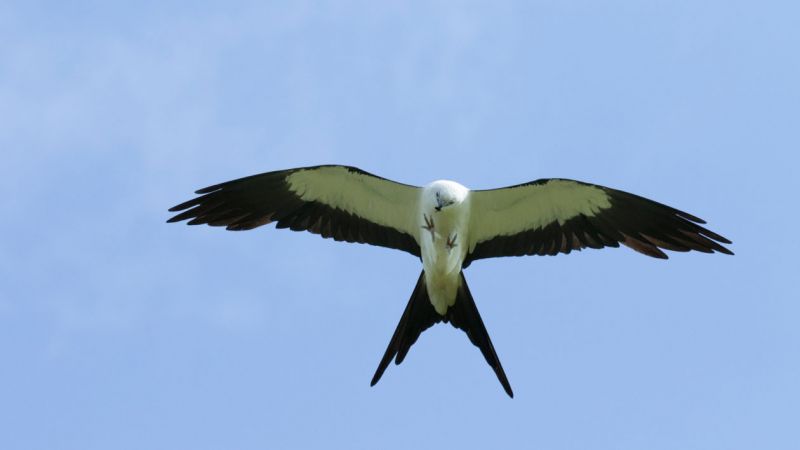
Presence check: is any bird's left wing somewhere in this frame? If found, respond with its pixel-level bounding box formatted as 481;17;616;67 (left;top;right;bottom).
464;178;732;267
168;165;420;256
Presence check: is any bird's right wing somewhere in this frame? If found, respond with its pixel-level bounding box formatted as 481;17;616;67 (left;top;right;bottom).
168;166;421;256
464;178;733;267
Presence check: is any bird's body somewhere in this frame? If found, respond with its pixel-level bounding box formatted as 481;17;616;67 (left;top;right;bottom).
169;166;733;396
417;180;469;316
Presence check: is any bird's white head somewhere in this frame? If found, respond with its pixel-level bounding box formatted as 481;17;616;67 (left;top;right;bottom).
423;180;469;212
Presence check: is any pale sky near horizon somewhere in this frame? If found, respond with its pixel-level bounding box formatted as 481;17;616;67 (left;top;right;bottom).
0;0;800;450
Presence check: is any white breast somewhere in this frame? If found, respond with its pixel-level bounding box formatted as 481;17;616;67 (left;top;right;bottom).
418;181;470;315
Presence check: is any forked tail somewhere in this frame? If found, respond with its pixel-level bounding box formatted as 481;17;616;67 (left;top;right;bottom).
370;270;514;398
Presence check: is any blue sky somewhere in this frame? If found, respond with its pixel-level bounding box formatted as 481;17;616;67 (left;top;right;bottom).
0;0;800;450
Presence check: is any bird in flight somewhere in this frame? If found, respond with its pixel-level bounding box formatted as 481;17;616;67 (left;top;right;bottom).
168;165;733;397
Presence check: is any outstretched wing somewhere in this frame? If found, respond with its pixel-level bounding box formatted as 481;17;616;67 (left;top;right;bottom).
464;178;733;267
167;165;420;256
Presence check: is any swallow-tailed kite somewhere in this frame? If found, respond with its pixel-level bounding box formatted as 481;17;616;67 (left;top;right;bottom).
168;165;733;397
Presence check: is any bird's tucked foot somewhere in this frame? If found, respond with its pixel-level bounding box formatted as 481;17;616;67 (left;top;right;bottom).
445;233;458;252
422;214;436;241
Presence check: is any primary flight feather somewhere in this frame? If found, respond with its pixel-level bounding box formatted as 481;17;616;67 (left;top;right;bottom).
168;165;733;397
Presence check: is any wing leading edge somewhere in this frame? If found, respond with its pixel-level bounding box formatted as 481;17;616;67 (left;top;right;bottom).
464;178;733;267
167;165;420;256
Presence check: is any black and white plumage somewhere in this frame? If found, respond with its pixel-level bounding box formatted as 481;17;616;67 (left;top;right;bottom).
168;165;733;397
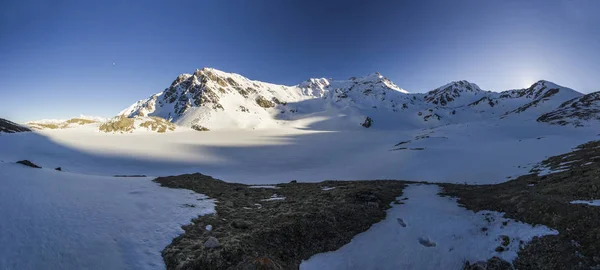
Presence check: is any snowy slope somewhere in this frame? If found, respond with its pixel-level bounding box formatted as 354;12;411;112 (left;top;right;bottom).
0;163;214;270
0;118;598;184
538;89;600;126
300;185;558;270
119;68;582;130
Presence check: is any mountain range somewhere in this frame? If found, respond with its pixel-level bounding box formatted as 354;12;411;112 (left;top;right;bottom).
119;68;600;130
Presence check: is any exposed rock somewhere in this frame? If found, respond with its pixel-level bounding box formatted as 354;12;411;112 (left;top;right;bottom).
256;96;275;108
360;116;373;128
204;236;221;248
17;160;41;169
0;118;31;133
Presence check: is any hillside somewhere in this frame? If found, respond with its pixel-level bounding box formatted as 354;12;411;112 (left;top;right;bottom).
537;92;600;126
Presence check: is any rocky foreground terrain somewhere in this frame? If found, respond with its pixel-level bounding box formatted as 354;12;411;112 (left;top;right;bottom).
155;138;600;269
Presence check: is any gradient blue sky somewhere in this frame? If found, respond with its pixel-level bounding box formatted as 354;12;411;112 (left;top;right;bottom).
0;0;600;121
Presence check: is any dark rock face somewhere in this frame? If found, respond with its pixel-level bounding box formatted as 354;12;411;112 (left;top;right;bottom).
0;118;31;133
425;81;483;106
17;160;42;169
360;116;373;128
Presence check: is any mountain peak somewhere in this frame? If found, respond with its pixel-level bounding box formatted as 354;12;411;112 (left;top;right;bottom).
425;80;484;106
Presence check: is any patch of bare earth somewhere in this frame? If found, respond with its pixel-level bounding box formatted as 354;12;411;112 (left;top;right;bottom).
155;174;405;269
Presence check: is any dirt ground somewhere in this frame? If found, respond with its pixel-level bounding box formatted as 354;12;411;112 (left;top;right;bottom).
441;141;600;269
155;141;600;270
155;174;405;269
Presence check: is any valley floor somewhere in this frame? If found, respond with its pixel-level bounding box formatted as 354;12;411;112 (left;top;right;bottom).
0;120;598;184
0;119;600;269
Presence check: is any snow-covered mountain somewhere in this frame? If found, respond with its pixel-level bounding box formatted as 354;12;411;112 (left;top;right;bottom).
0;118;31;133
537;89;600;126
119;68;583;130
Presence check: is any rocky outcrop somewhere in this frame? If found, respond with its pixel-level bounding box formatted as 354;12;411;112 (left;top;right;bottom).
0;118;31;133
537;89;600;126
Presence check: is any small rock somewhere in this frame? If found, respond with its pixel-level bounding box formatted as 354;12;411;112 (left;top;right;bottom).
397;218;406;227
419;237;436;247
204;236;221;248
17;160;41;169
500;235;510;247
231;220;250;230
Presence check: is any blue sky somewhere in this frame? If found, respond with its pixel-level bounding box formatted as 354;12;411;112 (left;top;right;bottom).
0;0;600;121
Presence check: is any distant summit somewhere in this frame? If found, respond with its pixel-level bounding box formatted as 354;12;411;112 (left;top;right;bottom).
119;68;583;130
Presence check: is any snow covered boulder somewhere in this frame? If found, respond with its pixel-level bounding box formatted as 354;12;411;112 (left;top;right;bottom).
0;118;31;133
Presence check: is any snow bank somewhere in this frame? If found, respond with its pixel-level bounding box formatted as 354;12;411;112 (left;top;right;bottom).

────

* _PROBLEM_: Scale the data from its start through the line with "168;165;420;256", repeating those lines with the requests included and multiplying every bounding-box coordinate in the answers by 0.35, rounded to whole numbers with halves going up. Leave the requests and their format samples unchanged, and omit the pictures.

* _WRITTEN SOLUTION_:
Presence check: is any bird's left wing somewhere in this frame? If found, respond with its pixel-level bounding box formatted as 481;17;616;67 (left;top;right;bottom).
162;62;256;93
59;58;147;90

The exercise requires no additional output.